-- Begin SUPPLIED RECORDS --
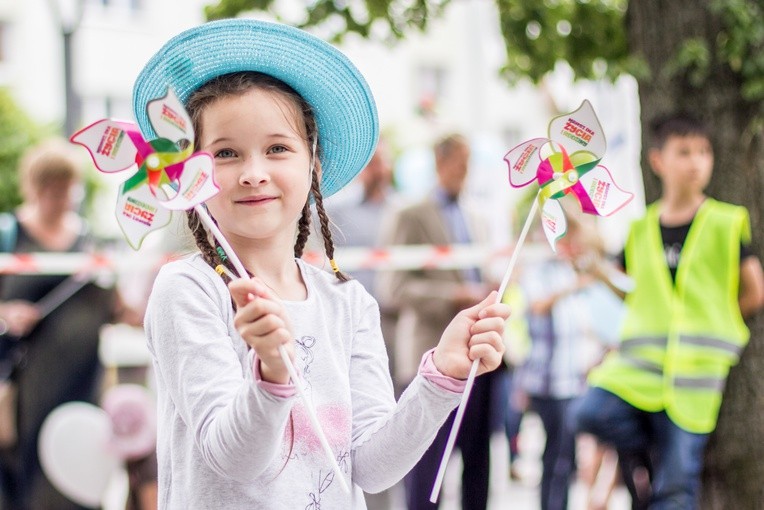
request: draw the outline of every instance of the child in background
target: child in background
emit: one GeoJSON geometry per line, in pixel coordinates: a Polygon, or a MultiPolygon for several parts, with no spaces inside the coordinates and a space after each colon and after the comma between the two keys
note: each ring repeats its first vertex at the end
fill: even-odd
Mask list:
{"type": "Polygon", "coordinates": [[[524,264],[519,278],[531,348],[517,370],[515,391],[527,396],[528,410],[538,414],[545,431],[541,510],[568,508],[576,470],[572,409],[585,390],[586,373],[617,331],[621,306],[604,283],[608,271],[596,226],[568,209],[557,253],[524,264]]]}
{"type": "Polygon", "coordinates": [[[590,374],[578,428],[615,446],[633,508],[693,509],[764,277],[748,211],[704,194],[714,165],[705,126],[685,114],[656,120],[649,161],[661,198],[631,227],[620,347],[590,374]]]}
{"type": "Polygon", "coordinates": [[[333,260],[323,197],[371,157],[378,127],[363,77],[331,45],[285,25],[223,20],[170,40],[135,85],[172,87],[215,159],[206,206],[251,278],[189,213],[201,253],[165,265],[146,333],[157,378],[160,508],[363,509],[417,462],[458,405],[473,359],[495,369],[509,315],[491,293],[456,315],[398,403],[374,299],[333,260]],[[315,202],[335,275],[304,263],[315,202]],[[335,278],[336,276],[336,278],[335,278]],[[284,346],[352,487],[334,480],[278,353],[284,346]]]}

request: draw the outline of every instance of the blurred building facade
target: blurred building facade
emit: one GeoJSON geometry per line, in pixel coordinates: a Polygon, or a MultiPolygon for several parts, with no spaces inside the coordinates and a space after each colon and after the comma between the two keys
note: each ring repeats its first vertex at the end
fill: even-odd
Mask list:
{"type": "MultiPolygon", "coordinates": [[[[0,86],[38,122],[63,125],[62,34],[68,30],[71,89],[81,104],[76,126],[103,117],[130,120],[132,84],[143,64],[170,36],[203,22],[210,2],[0,0],[0,86]]],[[[282,3],[285,12],[300,16],[301,0],[282,3]]],[[[622,242],[623,219],[641,212],[636,87],[629,80],[573,85],[564,72],[541,87],[509,87],[499,77],[504,42],[492,0],[452,2],[426,33],[412,31],[393,45],[350,35],[341,47],[375,95],[382,131],[398,156],[396,179],[404,195],[416,198],[429,189],[432,141],[460,131],[473,143],[467,192],[490,208],[497,242],[511,239],[510,211],[523,191],[510,188],[504,154],[521,141],[545,136],[556,110],[571,111],[588,98],[610,141],[603,163],[638,195],[615,221],[608,236],[613,244],[622,242]]]]}

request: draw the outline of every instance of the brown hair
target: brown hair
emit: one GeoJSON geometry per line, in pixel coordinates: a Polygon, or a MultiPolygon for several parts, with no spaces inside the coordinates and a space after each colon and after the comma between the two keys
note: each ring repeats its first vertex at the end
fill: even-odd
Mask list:
{"type": "Polygon", "coordinates": [[[82,177],[82,167],[71,147],[59,139],[49,139],[28,149],[19,162],[21,192],[29,199],[35,190],[70,184],[82,177]]]}
{"type": "MultiPolygon", "coordinates": [[[[312,147],[314,141],[318,138],[318,129],[313,116],[313,110],[305,99],[302,98],[294,89],[286,83],[277,80],[267,74],[245,71],[239,73],[224,74],[218,76],[191,94],[186,104],[186,109],[191,116],[191,121],[196,133],[196,139],[202,137],[201,117],[204,109],[215,101],[231,96],[240,96],[254,89],[265,90],[286,100],[287,106],[292,106],[295,116],[295,130],[305,137],[308,147],[312,147]]],[[[297,237],[294,245],[294,256],[301,257],[305,250],[305,244],[310,236],[310,196],[316,204],[316,212],[321,228],[321,235],[324,241],[324,252],[329,260],[334,259],[334,241],[329,229],[329,217],[324,210],[323,196],[320,189],[321,162],[319,160],[320,146],[315,144],[314,171],[312,172],[312,183],[310,195],[302,209],[302,215],[297,223],[297,237]]],[[[202,253],[204,260],[213,268],[223,264],[229,269],[233,269],[225,252],[219,243],[211,238],[204,224],[199,219],[196,212],[192,209],[187,212],[188,226],[194,236],[196,245],[202,253]]],[[[348,277],[341,271],[334,272],[337,279],[347,281],[348,277]]]]}

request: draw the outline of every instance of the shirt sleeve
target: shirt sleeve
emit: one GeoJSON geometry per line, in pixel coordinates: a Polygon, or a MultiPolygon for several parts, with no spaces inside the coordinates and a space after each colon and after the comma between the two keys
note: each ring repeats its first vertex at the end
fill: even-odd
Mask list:
{"type": "Polygon", "coordinates": [[[165,266],[149,298],[146,334],[160,401],[171,407],[160,426],[175,426],[179,416],[212,470],[246,482],[276,458],[293,398],[254,381],[227,289],[217,283],[190,264],[165,266]]]}
{"type": "Polygon", "coordinates": [[[391,487],[414,467],[458,405],[461,393],[444,389],[420,373],[396,404],[379,309],[370,296],[360,317],[350,366],[352,476],[364,491],[375,493],[391,487]]]}

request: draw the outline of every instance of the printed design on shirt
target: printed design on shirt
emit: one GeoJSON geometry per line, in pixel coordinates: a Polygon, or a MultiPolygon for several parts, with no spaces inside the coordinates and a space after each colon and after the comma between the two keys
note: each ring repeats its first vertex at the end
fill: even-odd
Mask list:
{"type": "MultiPolygon", "coordinates": [[[[338,403],[316,406],[316,415],[321,423],[321,428],[326,434],[329,446],[338,451],[348,446],[350,441],[350,410],[347,406],[338,403]]],[[[321,440],[316,435],[310,422],[308,412],[302,403],[295,402],[292,407],[292,419],[284,431],[286,445],[293,444],[292,453],[296,458],[315,456],[316,459],[324,458],[324,449],[321,440]]]]}
{"type": "Polygon", "coordinates": [[[305,385],[310,387],[310,381],[308,375],[310,374],[310,368],[313,365],[314,355],[313,346],[316,345],[316,337],[305,335],[295,339],[297,344],[297,355],[302,361],[302,375],[305,381],[305,385]]]}
{"type": "Polygon", "coordinates": [[[316,490],[308,493],[309,502],[305,506],[305,510],[321,510],[321,495],[326,489],[329,488],[333,481],[334,471],[318,471],[318,483],[316,484],[316,490]]]}
{"type": "MultiPolygon", "coordinates": [[[[344,450],[337,456],[337,464],[343,472],[348,473],[350,471],[349,465],[350,451],[344,450]]],[[[320,510],[321,509],[321,496],[326,490],[334,483],[334,470],[328,472],[319,469],[318,476],[316,477],[315,490],[308,492],[308,504],[305,506],[305,510],[320,510]]]]}

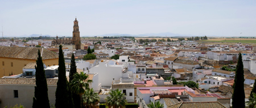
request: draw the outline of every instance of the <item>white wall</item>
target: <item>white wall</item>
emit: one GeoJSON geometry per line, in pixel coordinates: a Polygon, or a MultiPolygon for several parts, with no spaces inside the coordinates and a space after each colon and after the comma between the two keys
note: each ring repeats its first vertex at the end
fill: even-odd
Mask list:
{"type": "Polygon", "coordinates": [[[254,74],[256,74],[256,61],[255,60],[251,60],[251,64],[250,64],[250,71],[251,73],[254,74]]]}
{"type": "Polygon", "coordinates": [[[229,74],[226,74],[217,72],[214,72],[214,71],[212,71],[212,75],[221,75],[221,76],[225,76],[225,77],[230,77],[235,76],[235,74],[234,74],[233,72],[231,72],[230,75],[229,75],[229,74]],[[232,74],[233,74],[233,75],[232,75],[232,74]]]}
{"type": "Polygon", "coordinates": [[[248,85],[251,85],[254,84],[254,80],[251,80],[248,79],[245,79],[244,83],[248,85]]]}
{"type": "Polygon", "coordinates": [[[98,81],[101,83],[101,86],[111,86],[113,78],[117,80],[122,77],[122,66],[99,62],[99,65],[93,67],[89,71],[90,72],[98,73],[98,81]]]}
{"type": "MultiPolygon", "coordinates": [[[[32,108],[35,85],[0,84],[1,107],[22,104],[32,108]],[[18,98],[14,98],[14,90],[18,90],[18,98]]],[[[48,95],[50,105],[55,104],[55,92],[57,85],[48,85],[48,95]]]]}

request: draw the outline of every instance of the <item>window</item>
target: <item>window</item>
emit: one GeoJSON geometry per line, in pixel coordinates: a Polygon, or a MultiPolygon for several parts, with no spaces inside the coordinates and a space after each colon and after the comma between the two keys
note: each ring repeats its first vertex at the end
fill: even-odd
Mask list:
{"type": "Polygon", "coordinates": [[[18,90],[13,90],[13,93],[14,95],[14,98],[18,98],[19,94],[18,93],[18,90]]]}
{"type": "Polygon", "coordinates": [[[32,76],[32,71],[26,71],[26,76],[32,76]]]}
{"type": "Polygon", "coordinates": [[[123,90],[123,93],[124,93],[125,95],[126,95],[126,90],[123,90]]]}

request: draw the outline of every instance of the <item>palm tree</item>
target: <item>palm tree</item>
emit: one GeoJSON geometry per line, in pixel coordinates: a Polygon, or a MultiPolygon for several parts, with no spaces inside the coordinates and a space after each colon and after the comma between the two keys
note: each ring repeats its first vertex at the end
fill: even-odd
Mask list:
{"type": "Polygon", "coordinates": [[[106,101],[106,106],[112,108],[125,107],[127,100],[124,99],[125,96],[122,93],[122,90],[119,90],[118,89],[111,90],[109,95],[105,99],[106,101]]]}
{"type": "Polygon", "coordinates": [[[93,108],[94,105],[100,101],[100,97],[98,93],[95,93],[93,88],[85,90],[82,95],[83,103],[86,108],[93,108]]]}
{"type": "Polygon", "coordinates": [[[246,101],[246,103],[250,106],[252,107],[256,107],[256,93],[253,93],[253,98],[250,97],[250,101],[246,101]]]}
{"type": "Polygon", "coordinates": [[[88,76],[85,73],[75,74],[73,80],[71,81],[71,87],[72,92],[76,94],[79,94],[80,97],[80,107],[82,107],[82,95],[85,92],[86,89],[89,89],[89,84],[92,82],[92,80],[85,80],[88,78],[88,76]]]}
{"type": "Polygon", "coordinates": [[[156,102],[155,102],[155,103],[151,102],[150,103],[147,105],[147,107],[149,108],[163,108],[164,107],[164,105],[163,104],[160,103],[159,101],[156,102]]]}

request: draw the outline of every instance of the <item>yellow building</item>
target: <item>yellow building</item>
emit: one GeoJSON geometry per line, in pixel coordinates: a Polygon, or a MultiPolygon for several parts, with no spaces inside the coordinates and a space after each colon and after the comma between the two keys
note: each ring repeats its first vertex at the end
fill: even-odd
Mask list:
{"type": "Polygon", "coordinates": [[[31,62],[36,62],[38,50],[46,66],[58,65],[59,55],[42,47],[0,46],[0,77],[22,74],[22,68],[31,62]]]}

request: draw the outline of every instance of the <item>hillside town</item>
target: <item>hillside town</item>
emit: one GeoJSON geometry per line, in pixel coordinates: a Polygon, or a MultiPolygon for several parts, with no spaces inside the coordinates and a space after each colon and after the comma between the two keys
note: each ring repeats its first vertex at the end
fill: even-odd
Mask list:
{"type": "Polygon", "coordinates": [[[253,100],[255,46],[174,39],[80,37],[76,18],[73,37],[2,38],[0,107],[36,107],[46,91],[46,102],[56,107],[69,107],[72,97],[75,107],[229,108],[237,93],[253,100]],[[118,93],[121,100],[113,102],[118,93]]]}

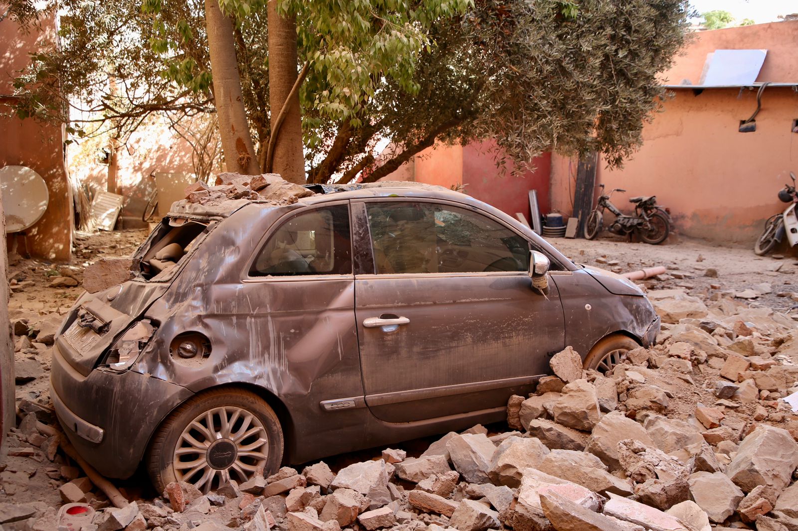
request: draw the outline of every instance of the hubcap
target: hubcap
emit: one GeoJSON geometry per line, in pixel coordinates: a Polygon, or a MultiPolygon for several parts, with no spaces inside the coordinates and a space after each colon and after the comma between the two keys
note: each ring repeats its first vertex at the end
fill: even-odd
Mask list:
{"type": "Polygon", "coordinates": [[[596,370],[599,372],[609,372],[615,365],[621,363],[621,358],[628,352],[629,351],[626,348],[616,348],[615,350],[610,350],[609,352],[604,355],[604,357],[601,359],[598,362],[598,365],[596,367],[596,370]]]}
{"type": "Polygon", "coordinates": [[[173,464],[178,481],[207,493],[228,479],[239,483],[263,468],[269,454],[266,428],[241,407],[215,407],[180,434],[173,464]]]}

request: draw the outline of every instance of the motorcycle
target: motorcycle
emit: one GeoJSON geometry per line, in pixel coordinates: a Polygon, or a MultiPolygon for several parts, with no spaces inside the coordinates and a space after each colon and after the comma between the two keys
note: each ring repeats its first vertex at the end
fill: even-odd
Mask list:
{"type": "Polygon", "coordinates": [[[791,204],[784,212],[771,216],[764,222],[764,231],[753,246],[753,252],[759,256],[770,252],[776,243],[781,242],[785,232],[790,246],[798,245],[798,212],[796,211],[798,194],[796,193],[796,175],[792,171],[790,178],[792,179],[792,186],[785,184],[779,191],[779,199],[782,203],[791,204]]]}
{"type": "Polygon", "coordinates": [[[629,202],[634,204],[634,215],[630,216],[622,213],[610,200],[614,192],[625,192],[626,190],[615,188],[607,195],[604,194],[604,185],[598,186],[602,191],[598,204],[585,222],[583,231],[587,239],[592,240],[601,232],[605,208],[615,214],[612,225],[607,227],[613,234],[622,236],[636,233],[641,240],[652,245],[662,243],[668,237],[670,232],[670,215],[666,208],[657,204],[656,195],[630,198],[629,202]]]}

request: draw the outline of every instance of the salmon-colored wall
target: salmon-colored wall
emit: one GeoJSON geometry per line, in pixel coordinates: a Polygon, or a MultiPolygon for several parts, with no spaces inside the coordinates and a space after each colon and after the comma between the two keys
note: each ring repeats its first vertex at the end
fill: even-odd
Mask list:
{"type": "MultiPolygon", "coordinates": [[[[702,32],[667,73],[669,83],[683,78],[697,83],[706,54],[716,49],[767,49],[760,81],[798,83],[798,22],[775,22],[702,32]]],[[[657,196],[670,208],[676,230],[717,242],[753,244],[764,220],[784,209],[776,198],[798,171],[798,92],[768,87],[757,116],[757,131],[741,133],[741,120],[757,108],[750,88],[689,88],[673,91],[662,112],[643,128],[643,144],[621,169],[599,160],[596,183],[607,190],[624,188],[613,203],[634,209],[635,195],[657,196]]],[[[555,155],[551,163],[551,206],[572,211],[576,161],[555,155]]],[[[598,198],[598,189],[595,195],[598,198]]],[[[611,216],[611,214],[610,214],[611,216]]]]}
{"type": "MultiPolygon", "coordinates": [[[[738,132],[757,106],[754,91],[678,90],[643,130],[643,146],[622,170],[600,163],[596,182],[624,188],[614,203],[657,195],[681,234],[716,242],[753,241],[784,205],[776,199],[798,170],[798,93],[772,88],[762,97],[757,131],[738,132]]],[[[598,190],[596,191],[598,196],[598,190]]]]}
{"type": "Polygon", "coordinates": [[[463,146],[437,144],[413,158],[418,183],[451,188],[463,183],[463,146]]]}
{"type": "Polygon", "coordinates": [[[11,18],[0,23],[0,167],[30,167],[41,175],[49,193],[44,215],[25,231],[24,240],[10,236],[9,248],[17,243],[18,249],[24,246],[32,256],[67,261],[72,254],[73,208],[64,162],[63,126],[32,118],[19,120],[9,108],[14,101],[8,97],[14,93],[12,77],[28,64],[29,53],[54,40],[55,18],[43,19],[41,27],[41,32],[22,33],[11,18]]]}
{"type": "Polygon", "coordinates": [[[551,154],[532,161],[533,171],[512,175],[512,164],[496,165],[495,143],[474,142],[466,146],[436,144],[413,157],[381,180],[416,181],[445,188],[465,185],[468,195],[515,217],[521,212],[530,220],[529,191],[538,192],[541,213],[551,211],[549,168],[551,154]]]}
{"type": "Polygon", "coordinates": [[[757,81],[798,81],[798,21],[755,24],[693,33],[686,53],[675,57],[674,66],[662,77],[666,85],[681,85],[688,79],[698,85],[706,55],[716,49],[768,50],[757,81]]]}
{"type": "Polygon", "coordinates": [[[496,167],[495,144],[490,142],[470,144],[463,148],[463,183],[465,192],[472,197],[492,205],[515,217],[523,214],[531,223],[529,191],[537,191],[538,210],[551,211],[549,203],[549,169],[551,153],[544,153],[532,160],[533,171],[513,175],[512,166],[502,171],[496,167]]]}

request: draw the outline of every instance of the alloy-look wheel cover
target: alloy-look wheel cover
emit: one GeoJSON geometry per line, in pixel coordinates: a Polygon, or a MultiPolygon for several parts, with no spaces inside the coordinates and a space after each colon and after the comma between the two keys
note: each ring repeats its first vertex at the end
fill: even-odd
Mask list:
{"type": "Polygon", "coordinates": [[[599,372],[606,373],[615,368],[615,365],[621,363],[621,359],[629,352],[628,348],[616,348],[610,350],[604,355],[604,357],[598,362],[596,370],[599,372]]]}
{"type": "Polygon", "coordinates": [[[260,420],[242,407],[222,407],[188,423],[172,463],[178,481],[207,493],[229,479],[251,479],[268,457],[269,439],[260,420]]]}

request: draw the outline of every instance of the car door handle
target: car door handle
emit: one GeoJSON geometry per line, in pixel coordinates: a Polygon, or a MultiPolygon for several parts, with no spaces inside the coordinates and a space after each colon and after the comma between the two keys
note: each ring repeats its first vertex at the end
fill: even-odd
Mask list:
{"type": "Polygon", "coordinates": [[[398,326],[400,324],[409,324],[410,320],[407,317],[369,317],[363,320],[363,326],[367,328],[376,328],[380,326],[398,326]]]}

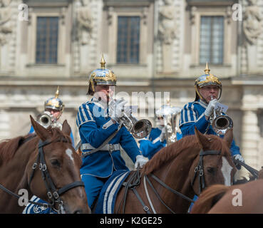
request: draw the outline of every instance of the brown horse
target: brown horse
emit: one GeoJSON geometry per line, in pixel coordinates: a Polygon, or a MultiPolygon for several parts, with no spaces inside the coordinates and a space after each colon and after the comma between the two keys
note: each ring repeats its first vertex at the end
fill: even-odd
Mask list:
{"type": "Polygon", "coordinates": [[[192,207],[192,214],[262,214],[263,170],[259,180],[242,185],[215,185],[205,190],[192,207]]]}
{"type": "Polygon", "coordinates": [[[191,202],[189,198],[202,189],[215,184],[230,185],[236,172],[230,152],[232,137],[232,130],[221,139],[195,129],[195,135],[163,148],[143,167],[141,181],[131,183],[134,171],[128,177],[127,186],[137,186],[133,191],[122,187],[115,212],[185,213],[191,202]]]}
{"type": "Polygon", "coordinates": [[[62,130],[46,130],[30,118],[36,135],[0,144],[0,213],[21,213],[25,206],[21,202],[33,195],[59,212],[89,213],[80,175],[81,160],[71,145],[67,121],[62,130]]]}

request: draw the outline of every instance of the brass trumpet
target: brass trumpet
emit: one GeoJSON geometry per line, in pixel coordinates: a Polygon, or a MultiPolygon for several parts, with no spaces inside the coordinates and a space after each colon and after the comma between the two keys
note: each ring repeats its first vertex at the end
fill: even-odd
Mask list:
{"type": "Polygon", "coordinates": [[[210,123],[214,131],[219,135],[223,135],[228,129],[233,128],[232,120],[227,115],[223,115],[222,106],[220,103],[214,108],[214,113],[210,117],[210,123]]]}
{"type": "MultiPolygon", "coordinates": [[[[112,100],[110,105],[114,105],[116,102],[120,100],[112,100]]],[[[147,119],[137,120],[132,114],[132,110],[123,110],[123,115],[120,118],[121,122],[127,130],[136,138],[143,138],[150,134],[152,130],[152,123],[147,119]]]]}

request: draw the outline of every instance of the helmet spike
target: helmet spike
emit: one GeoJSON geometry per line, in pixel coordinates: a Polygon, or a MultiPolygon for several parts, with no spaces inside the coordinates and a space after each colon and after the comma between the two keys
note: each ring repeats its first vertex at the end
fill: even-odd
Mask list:
{"type": "Polygon", "coordinates": [[[210,74],[210,69],[208,67],[208,63],[207,62],[207,65],[205,66],[205,74],[210,74]]]}
{"type": "Polygon", "coordinates": [[[55,93],[55,98],[58,98],[58,95],[59,95],[59,86],[58,86],[58,88],[56,89],[56,92],[55,93]]]}
{"type": "Polygon", "coordinates": [[[100,68],[104,69],[105,68],[105,64],[106,63],[106,62],[105,61],[104,57],[103,57],[103,54],[101,54],[101,59],[100,59],[100,68]]]}

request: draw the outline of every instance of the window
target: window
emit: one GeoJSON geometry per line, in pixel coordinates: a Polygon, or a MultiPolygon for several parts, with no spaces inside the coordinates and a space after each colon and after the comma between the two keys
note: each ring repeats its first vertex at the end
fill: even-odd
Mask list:
{"type": "Polygon", "coordinates": [[[58,17],[37,17],[36,63],[58,62],[58,17]]]}
{"type": "Polygon", "coordinates": [[[140,17],[118,17],[117,63],[138,63],[140,17]]]}
{"type": "Polygon", "coordinates": [[[223,64],[224,16],[201,16],[200,63],[223,64]]]}

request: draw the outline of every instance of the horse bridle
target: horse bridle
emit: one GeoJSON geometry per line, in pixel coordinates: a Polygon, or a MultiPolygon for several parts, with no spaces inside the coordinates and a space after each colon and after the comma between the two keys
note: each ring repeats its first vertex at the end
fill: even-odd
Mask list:
{"type": "MultiPolygon", "coordinates": [[[[58,140],[58,142],[60,141],[58,140]]],[[[82,181],[76,181],[68,185],[66,185],[58,190],[56,187],[48,173],[43,150],[43,147],[44,146],[51,142],[54,142],[54,141],[46,140],[44,142],[42,142],[41,140],[39,140],[38,154],[36,162],[33,163],[32,166],[32,172],[30,176],[29,187],[30,187],[30,185],[33,177],[36,166],[39,162],[39,170],[41,171],[42,179],[45,183],[46,188],[47,190],[47,195],[48,199],[48,206],[51,207],[52,209],[56,211],[57,212],[61,212],[63,201],[60,198],[60,196],[61,196],[61,195],[63,195],[63,193],[65,193],[66,192],[68,191],[72,188],[79,186],[84,186],[84,183],[82,181]],[[58,205],[58,209],[55,208],[56,204],[58,205]]]]}
{"type": "Polygon", "coordinates": [[[204,176],[204,165],[203,165],[203,157],[205,155],[219,155],[221,154],[221,151],[219,150],[206,150],[204,151],[201,149],[199,153],[199,162],[197,165],[195,167],[195,176],[194,178],[192,180],[191,186],[193,187],[194,182],[195,178],[197,176],[197,173],[199,173],[198,179],[199,179],[199,192],[200,195],[202,190],[205,187],[205,176],[204,176]]]}

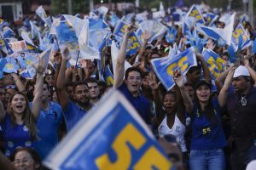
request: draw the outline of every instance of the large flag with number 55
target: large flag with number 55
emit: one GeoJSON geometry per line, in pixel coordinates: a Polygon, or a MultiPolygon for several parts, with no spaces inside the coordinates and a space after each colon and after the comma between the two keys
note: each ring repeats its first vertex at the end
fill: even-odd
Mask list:
{"type": "Polygon", "coordinates": [[[109,91],[46,158],[51,169],[174,169],[129,101],[109,91]]]}

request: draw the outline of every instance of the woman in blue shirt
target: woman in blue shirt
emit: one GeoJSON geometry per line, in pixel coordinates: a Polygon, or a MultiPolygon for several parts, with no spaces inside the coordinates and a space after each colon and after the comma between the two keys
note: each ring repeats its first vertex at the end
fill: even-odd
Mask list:
{"type": "Polygon", "coordinates": [[[35,67],[37,82],[33,99],[33,106],[29,108],[29,102],[25,94],[17,92],[9,100],[7,111],[0,101],[0,125],[5,142],[5,155],[9,156],[17,147],[32,147],[37,139],[36,121],[41,110],[43,89],[44,61],[39,60],[35,67]]]}
{"type": "Polygon", "coordinates": [[[184,89],[183,76],[175,76],[187,112],[192,122],[190,169],[224,170],[225,158],[223,148],[227,142],[221,127],[221,109],[218,99],[211,96],[212,85],[200,81],[195,86],[195,98],[192,103],[184,89]]]}

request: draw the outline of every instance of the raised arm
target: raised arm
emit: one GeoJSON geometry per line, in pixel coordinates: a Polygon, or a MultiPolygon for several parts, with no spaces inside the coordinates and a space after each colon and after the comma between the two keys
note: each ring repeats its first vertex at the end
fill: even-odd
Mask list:
{"type": "Polygon", "coordinates": [[[42,105],[41,97],[43,94],[43,83],[44,83],[43,73],[47,67],[47,63],[45,63],[44,58],[44,59],[39,58],[38,65],[37,66],[33,65],[33,66],[37,71],[37,81],[36,81],[35,89],[34,89],[34,99],[32,101],[32,112],[33,114],[34,119],[37,121],[41,110],[41,105],[42,105]]]}
{"type": "Polygon", "coordinates": [[[211,82],[211,81],[212,81],[211,72],[207,67],[207,65],[203,56],[201,54],[196,54],[196,59],[200,61],[201,65],[202,67],[203,73],[204,73],[204,79],[207,82],[211,82]]]}
{"type": "Polygon", "coordinates": [[[68,61],[68,49],[67,48],[65,48],[63,51],[61,50],[61,59],[62,61],[61,65],[60,72],[58,75],[56,88],[57,88],[57,95],[58,95],[60,104],[62,107],[62,110],[66,110],[68,104],[68,94],[66,91],[66,86],[65,86],[66,85],[65,71],[66,71],[67,63],[68,61]]]}
{"type": "Polygon", "coordinates": [[[117,57],[116,67],[114,71],[113,88],[118,88],[122,83],[125,75],[125,61],[126,56],[126,48],[128,37],[131,32],[131,27],[128,26],[123,37],[123,42],[117,57]]]}
{"type": "Polygon", "coordinates": [[[232,65],[230,67],[228,76],[226,77],[225,82],[218,94],[218,104],[221,107],[224,107],[226,104],[228,90],[231,84],[232,77],[233,77],[236,68],[236,66],[235,66],[235,65],[232,65]]]}
{"type": "Polygon", "coordinates": [[[193,111],[193,107],[194,105],[188,94],[188,93],[186,92],[185,87],[184,87],[184,78],[183,75],[179,75],[177,73],[176,73],[176,76],[174,76],[174,81],[177,84],[177,86],[179,88],[181,95],[183,97],[183,102],[184,102],[184,105],[186,108],[186,110],[191,114],[193,111]]]}

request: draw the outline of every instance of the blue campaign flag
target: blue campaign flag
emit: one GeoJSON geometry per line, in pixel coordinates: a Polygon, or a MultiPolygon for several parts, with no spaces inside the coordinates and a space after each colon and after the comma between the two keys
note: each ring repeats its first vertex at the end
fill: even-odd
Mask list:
-- End SUPPLIED RECORDS --
PROBLEM REQUIREMENTS
Quote verbatim the line containing "request: draw the outline of every instance of the blue" and every line after it through the end of the records above.

REPLY TO THE TASK
request: draw the outline of every instance of the blue campaign flag
target: blue campaign flag
emit: one GeoJSON geometry per line, in pixel coordinates: a Polygon, or a MultiPolygon for several parts, with no spaces inside the coordinates and a space after each colon and after the comma between the two keys
note: each ring repeats its first vertex at the end
fill: even-odd
Mask list:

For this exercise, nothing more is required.